◆ **Given passage**
▽

This approach dramatically reduces the computational overhead associated with long-context utilization. In a 1-million-token context, V4-Pro consumes only 27% of the computing power and 10% of the memory required by its previous iteration, V3.2. V4-Flash achieves even greater efficiencies, utilizing a mere 10% of the computing power and 7% of the memory. In practical terms, this translates to significantly reduced costs for developing applications that necessitate processing vast datasets, such as AI coding assistants capable of analyzing entire codebases or research agents designed to sift through extensive document archives without succumbing to memory limitations. DeepSeek’s focus on long context windows is not a recent development; the company has consistently published research on AI memory and information retention over the past eighteen months, exploring compression and mathematical techniques to extend AI’s processing capabilities.

3. It marks the first steps on the hard road away from Nvidia.

V4 is DeepSeek’s inaugural model meticulously optimized for domestic Chinese chip architectures, including Huawei’s Ascend processors. This strategic move positions the launch as a pivotal test for China’s indigenous AI industry, gauging its capacity to diminish reliance on U.S. chip giant Nvidia.

This development was anticipated, following reports that DeepSeek deliberately withheld early access to V4 from American chipmakers like Nvidia and AMD, a common practice to facilitate hardware optimization prior to a model’s release. Instead, the company reportedly granted exclusive early access to Chinese chip manufacturers. Huawei has confirmed that its Ascend supernode products, based on the Ascend 950 series, will fully support DeepSeek V4. This collaboration ensures that companies and individuals opting to run customized versions of DeepSeek V4 can seamlessly integrate Huawei’s hardware.

Prior reports indicated that Chinese government officials had encouraged DeepSeek to integrate Huawei chips into its training pipeline, aligning with broader national objectives of technological self-reliance. This directive is particularly critical for the AI sector, where U.S. export controls since 2022 have severely restricted Chinese firms’ access to Nvidia’s most advanced chips, and more recently, even downgraded versions. Beijing’s response has been to accelerate the development of a comprehensive domestic AI ecosystem, encompassing hardware, software, and data infrastructure.

Chinese authorities have actively promoted the adoption of domestic chips within data centers and public computing projects, implementing measures such as bans on foreign-made chips, sourcing quotas, and mandates to pair Nvidia chips with Chinese alternatives from companies like Huawei and Cambricon.

△

◆ **Questions to answer**
- 1) According to the passage on DeepSeek V4, what share of the computing power required by V3.2 does V4-Pro consume in a 1-million-token context?
- 2) Update the passage on DeepSeek V4 by giving its text again, starting with "Prior reports indicated" and going on through "and data infrastructure.", with "Huawei chips" replaced by "domestic processors".
- 3) Write what follows the final sentence of the passage on DeepSeek V4.

◆ **Records shown**
▽

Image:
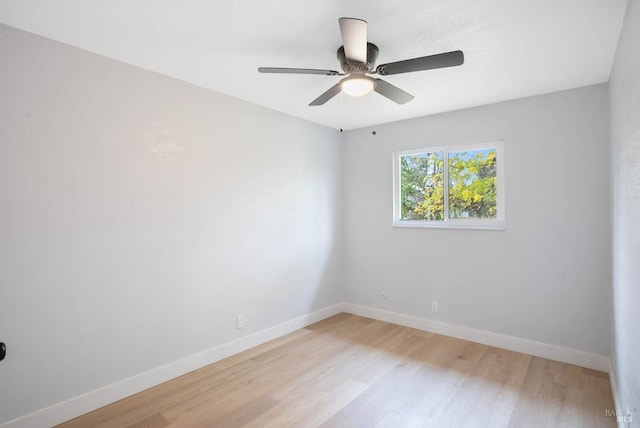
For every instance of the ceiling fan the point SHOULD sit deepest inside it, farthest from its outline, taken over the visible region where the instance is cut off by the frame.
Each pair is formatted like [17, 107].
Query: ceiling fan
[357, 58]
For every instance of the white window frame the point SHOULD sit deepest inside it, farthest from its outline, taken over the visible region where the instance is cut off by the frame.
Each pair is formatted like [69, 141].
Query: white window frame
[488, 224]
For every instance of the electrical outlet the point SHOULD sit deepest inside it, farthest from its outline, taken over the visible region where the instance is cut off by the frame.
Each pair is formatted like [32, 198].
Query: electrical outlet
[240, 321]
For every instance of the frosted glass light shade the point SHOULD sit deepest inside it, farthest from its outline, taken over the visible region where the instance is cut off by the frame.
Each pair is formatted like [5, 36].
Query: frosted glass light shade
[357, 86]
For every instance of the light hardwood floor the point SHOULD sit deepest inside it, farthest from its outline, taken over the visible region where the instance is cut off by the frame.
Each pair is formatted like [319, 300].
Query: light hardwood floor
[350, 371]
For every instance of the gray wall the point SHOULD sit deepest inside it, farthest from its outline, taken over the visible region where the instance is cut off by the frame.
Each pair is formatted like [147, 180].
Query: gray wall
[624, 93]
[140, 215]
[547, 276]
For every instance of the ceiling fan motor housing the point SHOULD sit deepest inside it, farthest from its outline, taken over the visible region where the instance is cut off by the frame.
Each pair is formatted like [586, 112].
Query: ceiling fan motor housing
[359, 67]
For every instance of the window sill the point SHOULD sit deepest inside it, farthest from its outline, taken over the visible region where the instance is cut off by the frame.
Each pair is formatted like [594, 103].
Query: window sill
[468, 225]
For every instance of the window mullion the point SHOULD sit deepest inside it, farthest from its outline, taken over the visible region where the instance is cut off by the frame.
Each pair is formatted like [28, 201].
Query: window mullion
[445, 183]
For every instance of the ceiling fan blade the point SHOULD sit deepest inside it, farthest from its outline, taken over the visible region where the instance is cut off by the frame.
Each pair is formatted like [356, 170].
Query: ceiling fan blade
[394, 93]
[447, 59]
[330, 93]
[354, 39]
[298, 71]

△
▽

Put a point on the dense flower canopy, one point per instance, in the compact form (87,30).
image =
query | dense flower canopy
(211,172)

△
▽

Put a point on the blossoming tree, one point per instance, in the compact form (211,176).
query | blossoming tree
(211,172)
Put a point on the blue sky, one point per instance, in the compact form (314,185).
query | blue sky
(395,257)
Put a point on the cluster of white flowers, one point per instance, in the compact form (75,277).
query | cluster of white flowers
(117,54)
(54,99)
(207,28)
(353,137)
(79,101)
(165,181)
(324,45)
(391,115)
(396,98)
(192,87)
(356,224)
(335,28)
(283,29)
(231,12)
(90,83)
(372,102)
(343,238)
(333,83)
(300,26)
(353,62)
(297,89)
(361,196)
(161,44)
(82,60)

△

◆ **Answers to this exercise**
- 1) V4-Pro consumes only 27% of the computing power required by V3.2.

- 2)
Prior reports indicated that Chinese government officials had encouraged DeepSeek to integrate domestic processors into its training pipeline, aligning with broader national objectives of technological self-reliance. This directive is particularly critical for the AI sector, where U.S. export controls since 2022 have severely restricted Chinese firms’ access to Nvidia’s most advanced chips, and more recently, even downgraded versions. Beijing’s response has been to accelerate the development of a comprehensive domestic AI ecosystem, encompassing hardware, software, and data infrastructure.

- 3)
However, supplanting Nvidia presents a formidable challenge that extends beyond mere hardware substitution. Nvidia’s dominance stems not only from its superior chip technology but also from its mature software ecosystem, meticulously cultivated by developers over many years. Transitioning to Huawei’s Ascend chips necessitates adapting model code, redeveloping essential tools, and validating the stability and reliability of systems built upon this new hardware foundation.

It is important to note that DeepSeek has not entirely divested from Nvidia. While the company’s technical report indicates the use of Chinese chips for model inference—the process of generating outputs in response to user queries—analysis suggests that only a portion of V4’s training process has been adapted for Chinese silicon. The report’s ambiguity regarding the adaptation of key long-context features for domestic chips raises the possibility that V4 was primarily trained on Nvidia hardware. Multiple anonymous sources, citing the political sensitivity of the matter, informed MIT Technology Review that while Chinese chips lag behind Nvidia in overall performance, they are increasingly viable for inference tasks.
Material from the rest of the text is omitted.